**Assignment**
All lines after the one containing "Each instance of the dark parked", together with that line itself, should be written out exactly, down to the last line of the entries below.

[Source material — start]

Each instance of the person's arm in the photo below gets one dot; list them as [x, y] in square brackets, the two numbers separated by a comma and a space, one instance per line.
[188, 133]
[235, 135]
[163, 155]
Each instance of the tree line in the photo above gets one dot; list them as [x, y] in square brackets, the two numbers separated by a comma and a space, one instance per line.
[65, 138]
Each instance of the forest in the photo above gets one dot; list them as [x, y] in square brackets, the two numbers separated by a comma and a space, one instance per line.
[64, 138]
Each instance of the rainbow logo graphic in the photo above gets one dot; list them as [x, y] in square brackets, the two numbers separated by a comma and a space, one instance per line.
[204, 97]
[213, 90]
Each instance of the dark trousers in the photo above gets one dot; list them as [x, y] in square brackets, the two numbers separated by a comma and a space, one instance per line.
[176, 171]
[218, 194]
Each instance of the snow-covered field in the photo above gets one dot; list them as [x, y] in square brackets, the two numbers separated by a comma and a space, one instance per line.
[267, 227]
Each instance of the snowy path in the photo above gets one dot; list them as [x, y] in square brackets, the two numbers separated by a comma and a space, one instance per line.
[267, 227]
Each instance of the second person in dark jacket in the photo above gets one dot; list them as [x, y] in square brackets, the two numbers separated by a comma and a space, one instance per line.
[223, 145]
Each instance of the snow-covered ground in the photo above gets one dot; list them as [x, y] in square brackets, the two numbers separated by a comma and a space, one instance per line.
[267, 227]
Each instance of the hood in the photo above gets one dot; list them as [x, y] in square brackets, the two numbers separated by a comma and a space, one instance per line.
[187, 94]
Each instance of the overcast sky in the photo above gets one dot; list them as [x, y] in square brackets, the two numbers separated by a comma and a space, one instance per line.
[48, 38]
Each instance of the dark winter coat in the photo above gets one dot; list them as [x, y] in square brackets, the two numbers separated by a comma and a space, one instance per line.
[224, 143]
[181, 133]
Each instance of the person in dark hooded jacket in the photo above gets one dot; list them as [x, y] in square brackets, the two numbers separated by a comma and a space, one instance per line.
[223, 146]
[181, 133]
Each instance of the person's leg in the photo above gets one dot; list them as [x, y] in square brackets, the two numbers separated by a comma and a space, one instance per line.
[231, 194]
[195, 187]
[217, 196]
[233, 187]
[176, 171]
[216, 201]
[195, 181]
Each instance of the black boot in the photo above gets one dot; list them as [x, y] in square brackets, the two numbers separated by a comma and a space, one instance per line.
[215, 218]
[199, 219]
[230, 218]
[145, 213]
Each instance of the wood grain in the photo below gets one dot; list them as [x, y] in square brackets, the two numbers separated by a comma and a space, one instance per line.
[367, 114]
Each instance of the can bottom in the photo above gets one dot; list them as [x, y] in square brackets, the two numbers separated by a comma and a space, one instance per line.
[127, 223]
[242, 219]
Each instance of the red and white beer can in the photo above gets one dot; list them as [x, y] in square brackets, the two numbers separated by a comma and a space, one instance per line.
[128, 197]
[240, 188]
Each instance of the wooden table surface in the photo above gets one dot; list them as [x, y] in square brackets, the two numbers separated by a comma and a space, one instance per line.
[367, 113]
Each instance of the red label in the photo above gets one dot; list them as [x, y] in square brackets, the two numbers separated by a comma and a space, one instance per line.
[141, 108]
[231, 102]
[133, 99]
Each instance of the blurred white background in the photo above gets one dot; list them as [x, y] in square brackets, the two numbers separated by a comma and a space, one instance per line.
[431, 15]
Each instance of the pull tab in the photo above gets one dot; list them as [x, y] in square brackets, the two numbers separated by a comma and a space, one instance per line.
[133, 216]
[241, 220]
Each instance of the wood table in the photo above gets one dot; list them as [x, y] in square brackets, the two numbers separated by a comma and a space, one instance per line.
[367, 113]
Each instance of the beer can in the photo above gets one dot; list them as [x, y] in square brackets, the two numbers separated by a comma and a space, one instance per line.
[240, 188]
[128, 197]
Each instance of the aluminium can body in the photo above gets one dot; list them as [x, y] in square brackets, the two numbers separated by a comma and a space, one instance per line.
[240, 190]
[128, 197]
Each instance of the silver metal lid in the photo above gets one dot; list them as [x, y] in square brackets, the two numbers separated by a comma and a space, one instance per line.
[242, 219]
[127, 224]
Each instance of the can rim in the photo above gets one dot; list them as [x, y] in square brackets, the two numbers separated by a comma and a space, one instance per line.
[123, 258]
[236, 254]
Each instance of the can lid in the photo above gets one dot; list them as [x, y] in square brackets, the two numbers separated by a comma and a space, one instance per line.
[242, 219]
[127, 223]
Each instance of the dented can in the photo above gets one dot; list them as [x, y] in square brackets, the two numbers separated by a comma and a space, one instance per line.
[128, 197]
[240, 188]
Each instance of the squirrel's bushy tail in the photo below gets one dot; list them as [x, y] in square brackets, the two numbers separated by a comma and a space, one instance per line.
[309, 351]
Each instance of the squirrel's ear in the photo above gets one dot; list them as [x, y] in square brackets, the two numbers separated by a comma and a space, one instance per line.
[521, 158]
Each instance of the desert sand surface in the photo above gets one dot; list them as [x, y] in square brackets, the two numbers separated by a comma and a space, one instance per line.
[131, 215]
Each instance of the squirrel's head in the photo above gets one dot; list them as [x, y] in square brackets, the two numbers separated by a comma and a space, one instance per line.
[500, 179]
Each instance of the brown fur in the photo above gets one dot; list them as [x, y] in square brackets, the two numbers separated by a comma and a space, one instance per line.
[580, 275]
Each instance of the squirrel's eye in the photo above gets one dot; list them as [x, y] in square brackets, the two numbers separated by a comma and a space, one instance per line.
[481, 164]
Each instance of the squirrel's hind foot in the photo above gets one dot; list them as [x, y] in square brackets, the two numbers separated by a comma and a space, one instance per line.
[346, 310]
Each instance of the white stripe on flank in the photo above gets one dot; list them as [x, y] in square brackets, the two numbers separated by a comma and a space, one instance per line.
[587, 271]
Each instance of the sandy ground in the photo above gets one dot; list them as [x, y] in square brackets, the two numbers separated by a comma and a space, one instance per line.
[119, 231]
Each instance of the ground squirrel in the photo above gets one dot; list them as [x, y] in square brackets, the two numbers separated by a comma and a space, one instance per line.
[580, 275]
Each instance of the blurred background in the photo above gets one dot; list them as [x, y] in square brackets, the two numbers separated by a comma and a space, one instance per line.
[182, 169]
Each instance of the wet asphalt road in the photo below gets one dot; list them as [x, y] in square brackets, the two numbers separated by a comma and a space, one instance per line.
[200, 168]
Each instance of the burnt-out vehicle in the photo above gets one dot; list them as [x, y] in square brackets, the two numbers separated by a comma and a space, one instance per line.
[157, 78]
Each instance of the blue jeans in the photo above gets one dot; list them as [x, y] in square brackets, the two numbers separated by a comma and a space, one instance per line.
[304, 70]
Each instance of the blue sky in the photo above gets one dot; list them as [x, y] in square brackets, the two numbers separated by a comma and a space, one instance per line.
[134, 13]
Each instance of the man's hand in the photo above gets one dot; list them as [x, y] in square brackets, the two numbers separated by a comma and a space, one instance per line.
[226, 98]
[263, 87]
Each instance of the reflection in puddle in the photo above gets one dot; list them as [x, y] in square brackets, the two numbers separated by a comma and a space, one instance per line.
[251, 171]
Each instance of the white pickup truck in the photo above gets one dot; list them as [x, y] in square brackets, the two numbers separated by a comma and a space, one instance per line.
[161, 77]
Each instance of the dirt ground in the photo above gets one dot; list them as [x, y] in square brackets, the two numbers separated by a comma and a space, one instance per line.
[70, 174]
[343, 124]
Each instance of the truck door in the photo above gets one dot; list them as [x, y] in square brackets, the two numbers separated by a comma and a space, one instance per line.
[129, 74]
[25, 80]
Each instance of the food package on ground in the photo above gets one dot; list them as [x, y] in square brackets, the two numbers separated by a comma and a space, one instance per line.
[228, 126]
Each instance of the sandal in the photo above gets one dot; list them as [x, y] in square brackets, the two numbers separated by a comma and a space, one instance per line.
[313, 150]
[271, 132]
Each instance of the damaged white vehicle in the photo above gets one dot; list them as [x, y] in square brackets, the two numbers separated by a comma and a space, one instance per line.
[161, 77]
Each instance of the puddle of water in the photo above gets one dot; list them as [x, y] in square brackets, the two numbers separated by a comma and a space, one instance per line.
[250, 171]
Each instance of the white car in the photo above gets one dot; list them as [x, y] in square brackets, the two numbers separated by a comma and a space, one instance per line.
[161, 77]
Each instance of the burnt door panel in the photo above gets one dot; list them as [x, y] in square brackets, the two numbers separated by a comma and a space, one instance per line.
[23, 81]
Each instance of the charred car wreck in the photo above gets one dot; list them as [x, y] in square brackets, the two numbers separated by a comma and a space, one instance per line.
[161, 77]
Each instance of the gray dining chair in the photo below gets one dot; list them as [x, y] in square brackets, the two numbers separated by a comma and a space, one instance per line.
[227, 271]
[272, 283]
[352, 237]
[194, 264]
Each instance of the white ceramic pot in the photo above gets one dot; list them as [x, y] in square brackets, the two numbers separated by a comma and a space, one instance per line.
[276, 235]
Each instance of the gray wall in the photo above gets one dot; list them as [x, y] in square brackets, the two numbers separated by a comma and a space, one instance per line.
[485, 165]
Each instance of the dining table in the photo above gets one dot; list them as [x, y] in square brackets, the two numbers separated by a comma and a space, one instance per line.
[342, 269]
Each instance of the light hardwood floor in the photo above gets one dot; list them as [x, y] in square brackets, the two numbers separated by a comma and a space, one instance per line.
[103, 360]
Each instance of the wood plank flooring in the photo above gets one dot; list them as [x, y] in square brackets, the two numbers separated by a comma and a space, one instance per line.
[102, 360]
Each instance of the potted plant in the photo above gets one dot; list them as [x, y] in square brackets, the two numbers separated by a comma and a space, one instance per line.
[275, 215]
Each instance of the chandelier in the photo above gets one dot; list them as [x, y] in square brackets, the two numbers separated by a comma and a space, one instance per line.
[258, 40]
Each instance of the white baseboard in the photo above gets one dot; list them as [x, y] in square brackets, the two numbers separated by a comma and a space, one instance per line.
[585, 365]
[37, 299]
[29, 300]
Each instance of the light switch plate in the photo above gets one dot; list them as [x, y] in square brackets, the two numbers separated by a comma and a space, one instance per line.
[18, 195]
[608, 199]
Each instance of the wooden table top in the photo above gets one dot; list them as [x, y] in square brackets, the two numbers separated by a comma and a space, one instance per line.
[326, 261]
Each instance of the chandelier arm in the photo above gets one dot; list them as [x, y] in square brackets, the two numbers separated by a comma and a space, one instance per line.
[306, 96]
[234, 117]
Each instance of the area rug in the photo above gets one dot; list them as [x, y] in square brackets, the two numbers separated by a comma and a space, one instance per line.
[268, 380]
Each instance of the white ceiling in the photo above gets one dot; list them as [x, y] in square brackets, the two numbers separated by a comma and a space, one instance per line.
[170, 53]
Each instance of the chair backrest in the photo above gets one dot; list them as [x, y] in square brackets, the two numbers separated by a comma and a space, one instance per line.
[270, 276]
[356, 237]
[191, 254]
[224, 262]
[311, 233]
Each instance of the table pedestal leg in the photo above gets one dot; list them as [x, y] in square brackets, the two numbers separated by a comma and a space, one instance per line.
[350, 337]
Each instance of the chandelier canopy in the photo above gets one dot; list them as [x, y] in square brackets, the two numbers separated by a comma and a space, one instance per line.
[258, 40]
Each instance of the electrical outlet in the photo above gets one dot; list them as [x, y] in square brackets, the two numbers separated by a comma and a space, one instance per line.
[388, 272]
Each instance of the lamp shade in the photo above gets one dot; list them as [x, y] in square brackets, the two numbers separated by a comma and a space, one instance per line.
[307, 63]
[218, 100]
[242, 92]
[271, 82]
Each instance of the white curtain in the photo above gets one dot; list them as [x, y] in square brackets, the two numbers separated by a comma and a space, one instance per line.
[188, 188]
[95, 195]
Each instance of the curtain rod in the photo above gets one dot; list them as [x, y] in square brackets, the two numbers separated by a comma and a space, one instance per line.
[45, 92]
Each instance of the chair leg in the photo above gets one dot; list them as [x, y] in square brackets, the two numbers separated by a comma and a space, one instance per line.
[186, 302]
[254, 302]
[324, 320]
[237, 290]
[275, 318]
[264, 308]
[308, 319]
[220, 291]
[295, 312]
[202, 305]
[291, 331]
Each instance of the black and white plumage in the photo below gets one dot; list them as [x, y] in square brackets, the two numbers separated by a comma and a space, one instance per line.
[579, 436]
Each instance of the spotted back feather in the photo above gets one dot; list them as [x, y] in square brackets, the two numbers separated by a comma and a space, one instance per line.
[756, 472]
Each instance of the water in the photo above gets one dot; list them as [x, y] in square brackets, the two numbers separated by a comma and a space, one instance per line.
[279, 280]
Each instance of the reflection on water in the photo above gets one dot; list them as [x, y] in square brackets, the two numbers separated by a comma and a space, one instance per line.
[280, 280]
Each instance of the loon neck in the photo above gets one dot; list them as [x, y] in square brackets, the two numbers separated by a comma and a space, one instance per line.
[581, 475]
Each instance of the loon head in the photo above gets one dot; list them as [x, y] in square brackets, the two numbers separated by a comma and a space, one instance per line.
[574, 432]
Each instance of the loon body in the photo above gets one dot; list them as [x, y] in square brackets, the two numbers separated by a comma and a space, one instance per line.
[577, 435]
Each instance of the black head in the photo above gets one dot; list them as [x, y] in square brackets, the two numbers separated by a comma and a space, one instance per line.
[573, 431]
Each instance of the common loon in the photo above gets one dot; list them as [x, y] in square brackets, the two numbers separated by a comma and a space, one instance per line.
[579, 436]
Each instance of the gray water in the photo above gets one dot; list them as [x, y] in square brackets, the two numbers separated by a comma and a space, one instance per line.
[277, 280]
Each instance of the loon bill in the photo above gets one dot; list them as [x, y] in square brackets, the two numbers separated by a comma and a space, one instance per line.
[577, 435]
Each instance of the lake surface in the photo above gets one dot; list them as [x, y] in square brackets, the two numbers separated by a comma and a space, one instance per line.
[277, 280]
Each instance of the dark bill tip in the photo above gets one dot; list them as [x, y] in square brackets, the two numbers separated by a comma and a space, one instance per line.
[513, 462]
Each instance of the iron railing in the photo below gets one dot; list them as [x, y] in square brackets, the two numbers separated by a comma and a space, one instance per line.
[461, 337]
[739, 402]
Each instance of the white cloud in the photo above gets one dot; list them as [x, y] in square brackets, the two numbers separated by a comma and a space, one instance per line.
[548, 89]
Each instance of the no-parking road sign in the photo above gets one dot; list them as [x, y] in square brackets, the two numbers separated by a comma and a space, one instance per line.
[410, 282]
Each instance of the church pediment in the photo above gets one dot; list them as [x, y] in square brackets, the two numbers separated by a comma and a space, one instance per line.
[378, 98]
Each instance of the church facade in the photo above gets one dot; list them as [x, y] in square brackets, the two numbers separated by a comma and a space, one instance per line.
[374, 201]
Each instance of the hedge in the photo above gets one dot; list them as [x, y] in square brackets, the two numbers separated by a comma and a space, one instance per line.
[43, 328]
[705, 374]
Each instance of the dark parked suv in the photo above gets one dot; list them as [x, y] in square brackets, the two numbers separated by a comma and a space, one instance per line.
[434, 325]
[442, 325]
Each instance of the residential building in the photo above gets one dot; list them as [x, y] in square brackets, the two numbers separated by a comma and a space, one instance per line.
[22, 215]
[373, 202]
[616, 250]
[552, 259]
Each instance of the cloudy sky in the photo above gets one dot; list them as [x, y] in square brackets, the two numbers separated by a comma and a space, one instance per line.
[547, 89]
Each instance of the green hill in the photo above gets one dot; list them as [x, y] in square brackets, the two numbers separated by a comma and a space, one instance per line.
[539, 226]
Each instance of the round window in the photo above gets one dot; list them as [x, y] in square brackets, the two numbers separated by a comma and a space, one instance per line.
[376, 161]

[Source material — finish]

**Result of this exercise**
Each instance of the dark parked suv in the photo above gets one dot; list them as [x, y] in square brackets, the two numbers separated by a comma and a space, one instance per line.
[434, 325]
[442, 325]
Each instance of the residential building in the photo above gets one dot; list them as [x, y] in square brackets, the two numbers separated by a comma and a space, one instance per line.
[22, 215]
[373, 202]
[616, 250]
[552, 259]
Each instance of the cloudy sky in the photo above gets one dot; list them as [x, y] in square brackets, the two numbers separated by a comma and a space, one instance per line.
[547, 89]
Each instance of the green hill in the photo above gets one dot; list them as [x, y] in square brackets, the two numbers separated by a comma and a space, one instance per line.
[539, 226]
Each instance of the round window in the photo above gets one dot; list them as [x, y] in square brackets, the two numbers separated by a comma and a space, one instance per line.
[376, 161]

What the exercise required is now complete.